The scenario the USGS developed in 2010, with help from more than 100 experts and agencies, modeled what modern California might experience from a weather event of the magnitude that caused the state’s Great Flood of 1862. This “megaflood,” unique in recent history of the West, destroyed a third of the property in the Golden State. Large regions remained “inland seas” for months; the entirety of the capital, Sacramento, was under 10 feet of water. The event took thousands of lives and forced the state into bankruptcy.
Recently, UCLA climate scientist Daniel Swain revisited the ARkStorm scenario taking the influence of a warming atmosphere into account. His analysis of the “plausible worst case scenario” for a future megaflood revealed that climate change had already doubled the risk of catastrophic floods in California, a risk that will continue to increase as warming continues in coming decades.
“Even if there were no climate change, this would be a risk, it's just that climate change is dramatically upping the odds,” says Swain. “And that is important.”
The exact mechanisms behind storm formation vary from region to region, but the interplay between warmer air, rainfall and flooding has been playing out in real time this summer in many parts of the country. California may face a particular kind of risk, but it’s not the only state facing new challenges.
Imagining an ARkStorm
The phenomenon fueling the massive precipitation behind past and future megafloods in California is known as an “atmospheric river.” These long, narrow columns of water vapor can transport water at a rate as much as 15 times the daily discharge from the Mississippi river. They are the largest fresh water “rivers” on earth, an average 250-375 miles wide.
Atmospheric river formation begins near the equator, where direct sunlight causes water to evaporate. The vapor can be pulled toward coasts by atmospheric circulation. When it reaches land and is pushed upward, the vapor condenses and falls as rain or snow.
Atmospheric rivers have caused recent severe storm events in California and are considered to be the likely cause of the 1862 floods. For this reason, the USGS named its scenario “ARkStorm” — “AR” for the river in the sky and “k” denoting a thousand-year event, with a nod to Noah’s travails. (The Great Flood of 1862 followed 30 consecutive days of rain; this was used as the basis for the original USGS modeling and Swain’s recent research.)
The ARkStorm scenario published in 2010 prompted meetings, conferences, research, policy discussions, work groups and other activities that continue to this day. A group including USGS, the National Center for Atmospheric Research, the California Department of Water Resources and UCLA’s Institute of the Environment and Sustainability, where Swain works, is presently working on ARkStorm 2.0.
Swain’s latest research is an integral part of this effort, which is less a rethinking of the original scenario than a refining of it using current climate science and modeling tools. “We’re going to calculate it even better than we did the first time around,” says Anne Wein, a USGS disaster scientist who was among the co-authors of the first report. “We’ll retell the story with a climate change accent, and it will help everyone with their planning for all kinds of flooding.”

Required tasks >>
1. List the organizations that the article on California megaflood risk names as members of the group now working on ARkStorm 2.0.
2. In the article on California megaflood risk, what is the average width of an atmospheric river?
3. Write a continuation of the article on California megaflood risk, picking up after its final sentence.

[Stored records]
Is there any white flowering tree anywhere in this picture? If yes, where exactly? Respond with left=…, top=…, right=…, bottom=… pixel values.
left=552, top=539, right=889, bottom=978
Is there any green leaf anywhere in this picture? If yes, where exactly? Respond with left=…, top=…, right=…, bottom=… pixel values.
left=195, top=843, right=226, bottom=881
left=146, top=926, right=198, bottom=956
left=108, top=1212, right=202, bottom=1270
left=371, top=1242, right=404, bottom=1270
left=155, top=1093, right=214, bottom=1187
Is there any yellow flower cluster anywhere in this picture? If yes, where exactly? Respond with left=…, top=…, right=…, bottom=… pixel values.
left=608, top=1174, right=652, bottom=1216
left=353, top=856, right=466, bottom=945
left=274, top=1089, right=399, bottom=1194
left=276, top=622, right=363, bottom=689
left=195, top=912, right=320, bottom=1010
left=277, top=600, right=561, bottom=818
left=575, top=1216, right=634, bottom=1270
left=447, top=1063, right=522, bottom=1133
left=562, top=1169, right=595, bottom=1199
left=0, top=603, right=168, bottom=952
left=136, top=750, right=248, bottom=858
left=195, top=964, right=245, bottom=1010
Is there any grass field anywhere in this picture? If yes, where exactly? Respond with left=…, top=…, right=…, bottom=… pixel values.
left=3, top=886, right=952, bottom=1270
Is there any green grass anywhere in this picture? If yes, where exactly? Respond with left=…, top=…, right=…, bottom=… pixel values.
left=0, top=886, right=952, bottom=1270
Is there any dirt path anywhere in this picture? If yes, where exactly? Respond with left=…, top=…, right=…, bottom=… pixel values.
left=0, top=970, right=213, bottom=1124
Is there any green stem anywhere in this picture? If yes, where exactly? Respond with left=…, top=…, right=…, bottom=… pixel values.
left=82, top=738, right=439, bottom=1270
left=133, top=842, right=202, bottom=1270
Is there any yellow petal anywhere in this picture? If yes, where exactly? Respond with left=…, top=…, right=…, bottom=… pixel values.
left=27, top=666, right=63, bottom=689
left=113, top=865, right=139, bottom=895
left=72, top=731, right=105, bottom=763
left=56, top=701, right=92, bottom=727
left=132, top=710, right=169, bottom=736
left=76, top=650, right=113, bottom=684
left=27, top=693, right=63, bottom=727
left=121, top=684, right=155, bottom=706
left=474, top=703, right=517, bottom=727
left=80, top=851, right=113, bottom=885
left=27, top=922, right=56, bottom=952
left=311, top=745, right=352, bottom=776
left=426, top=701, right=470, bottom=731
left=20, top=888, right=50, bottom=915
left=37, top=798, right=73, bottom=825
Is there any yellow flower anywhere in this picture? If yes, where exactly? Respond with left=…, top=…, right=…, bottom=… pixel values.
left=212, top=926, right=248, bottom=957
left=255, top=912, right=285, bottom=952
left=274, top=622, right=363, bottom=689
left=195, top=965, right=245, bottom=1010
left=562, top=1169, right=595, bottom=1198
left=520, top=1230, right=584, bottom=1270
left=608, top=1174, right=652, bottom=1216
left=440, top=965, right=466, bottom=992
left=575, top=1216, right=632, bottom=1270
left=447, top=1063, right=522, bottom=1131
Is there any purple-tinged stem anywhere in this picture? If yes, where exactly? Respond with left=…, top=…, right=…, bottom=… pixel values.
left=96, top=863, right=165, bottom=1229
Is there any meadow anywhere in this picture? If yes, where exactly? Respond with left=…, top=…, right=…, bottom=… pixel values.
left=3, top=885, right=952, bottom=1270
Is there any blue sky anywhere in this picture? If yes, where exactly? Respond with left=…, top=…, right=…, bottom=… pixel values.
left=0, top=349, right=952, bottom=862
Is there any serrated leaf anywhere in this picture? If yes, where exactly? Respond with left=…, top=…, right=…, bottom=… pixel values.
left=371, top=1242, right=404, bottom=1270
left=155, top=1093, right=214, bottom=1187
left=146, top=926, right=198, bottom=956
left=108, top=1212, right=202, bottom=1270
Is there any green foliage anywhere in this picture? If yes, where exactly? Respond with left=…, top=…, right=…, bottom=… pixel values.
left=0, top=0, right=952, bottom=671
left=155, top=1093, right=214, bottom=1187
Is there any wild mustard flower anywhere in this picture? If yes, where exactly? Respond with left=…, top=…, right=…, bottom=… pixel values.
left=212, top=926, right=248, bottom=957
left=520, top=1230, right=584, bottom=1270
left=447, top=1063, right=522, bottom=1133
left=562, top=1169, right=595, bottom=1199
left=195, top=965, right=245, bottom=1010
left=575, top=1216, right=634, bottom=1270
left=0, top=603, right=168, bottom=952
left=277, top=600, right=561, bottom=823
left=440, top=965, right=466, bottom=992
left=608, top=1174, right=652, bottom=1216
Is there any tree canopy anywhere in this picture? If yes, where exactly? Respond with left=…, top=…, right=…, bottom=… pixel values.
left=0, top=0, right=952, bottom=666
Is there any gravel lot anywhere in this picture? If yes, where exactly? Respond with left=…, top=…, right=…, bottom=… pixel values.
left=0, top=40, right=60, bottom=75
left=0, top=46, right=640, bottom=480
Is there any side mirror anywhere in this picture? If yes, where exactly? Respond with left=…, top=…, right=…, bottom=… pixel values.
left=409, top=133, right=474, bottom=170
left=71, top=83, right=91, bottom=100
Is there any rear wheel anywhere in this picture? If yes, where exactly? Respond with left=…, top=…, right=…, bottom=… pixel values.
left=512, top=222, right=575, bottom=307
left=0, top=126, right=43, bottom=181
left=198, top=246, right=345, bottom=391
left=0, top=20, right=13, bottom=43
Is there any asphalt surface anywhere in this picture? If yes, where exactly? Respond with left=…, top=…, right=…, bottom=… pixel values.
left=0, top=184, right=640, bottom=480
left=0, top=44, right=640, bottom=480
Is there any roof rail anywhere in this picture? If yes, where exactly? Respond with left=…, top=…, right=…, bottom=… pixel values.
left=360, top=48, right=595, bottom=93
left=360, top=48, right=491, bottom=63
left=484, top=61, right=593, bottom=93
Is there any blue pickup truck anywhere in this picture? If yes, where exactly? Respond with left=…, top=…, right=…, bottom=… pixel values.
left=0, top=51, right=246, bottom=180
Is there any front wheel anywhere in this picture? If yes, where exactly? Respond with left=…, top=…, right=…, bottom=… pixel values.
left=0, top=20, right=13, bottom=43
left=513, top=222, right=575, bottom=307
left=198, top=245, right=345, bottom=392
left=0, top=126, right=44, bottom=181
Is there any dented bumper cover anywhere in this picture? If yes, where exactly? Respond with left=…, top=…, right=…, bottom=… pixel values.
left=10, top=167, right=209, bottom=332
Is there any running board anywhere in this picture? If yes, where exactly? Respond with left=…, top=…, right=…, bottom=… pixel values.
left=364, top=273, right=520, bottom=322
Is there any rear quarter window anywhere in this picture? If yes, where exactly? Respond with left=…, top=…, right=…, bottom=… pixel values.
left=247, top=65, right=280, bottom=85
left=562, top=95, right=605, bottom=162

Written answers >>
1.
- USGS
- National Center for Atmospheric Research
- California Department of Water Resources
- UCLA's Institute of the Environment and Sustainability

2. An atmospheric river averages 250-375 miles wide.

3.
Part of this work will involve updating estimates of the impact of an ARkFlood on the state’s economy and infrastructure. Translating updated flood modeling into economic impact estimates will require input and expertise from hundreds of people and take years to complete, Wein says.
Other parts of the country may have less to fear from atmospheric rivers, but warming is changing rain patterns in ways that are increasing flood risk throughout the country.
More Drought and More Rain
In a seeming paradox, drought and flooding are two sides of one coin, says Swain. A warmer atmosphere can hold more water, and higher temperatures cause more water on the Earth’s surface to evaporate. This can result in bigger rainstorms.
It’s ironic that Swain’s research warning of flood risk was published during the West’s worst drought in 1,200 years, but it would be a mistake for the public to think the current historic drought offsets the risk of a historic flood. “We ignore that risk at our peril.”
Warmer temperatures and increased atmospheric concentrations of water, if not atmospheric rivers, are also factors in floods that have plagued other parts of the country this summer.
“In the past two months, we have seen five different thousand-year rain events scattered across all parts of the country,” says Victor Murphy, climate service program manager for the National Weather Service’s Southern Region. “That’s being brought about by global warming, hook, line and sinker.”
The Jackson, Miss., flood that pushed a monthlong safe water crisis over the edge into a public health emergency was a hundred-year event, a 1 percent likelihood, according to historical trends. But rain patterns are diverging from past norms throughout the country, says Murphy.
Total rain per year is not likely to change, but longer dry periods will be followed by shorter, more intense bursts of rain. Texas is a “poster child” for this shift, says Murphy, who lives in Fort Worth.
“We went 67 days without measurable rainfall, the second-longest streak going back to 1898. Then all of a sudden, parts of Dallas got 15 inches in 12 hours’ time.”
Changing Assumptions
Extreme weather events resulting from either the lack or the abundance of precipitation are requiring more time and thought from those responsible for emergency management, says Erica Bornemann, director of Vermont Emergency Management and the president of the National Emergency Management Association (NEMA).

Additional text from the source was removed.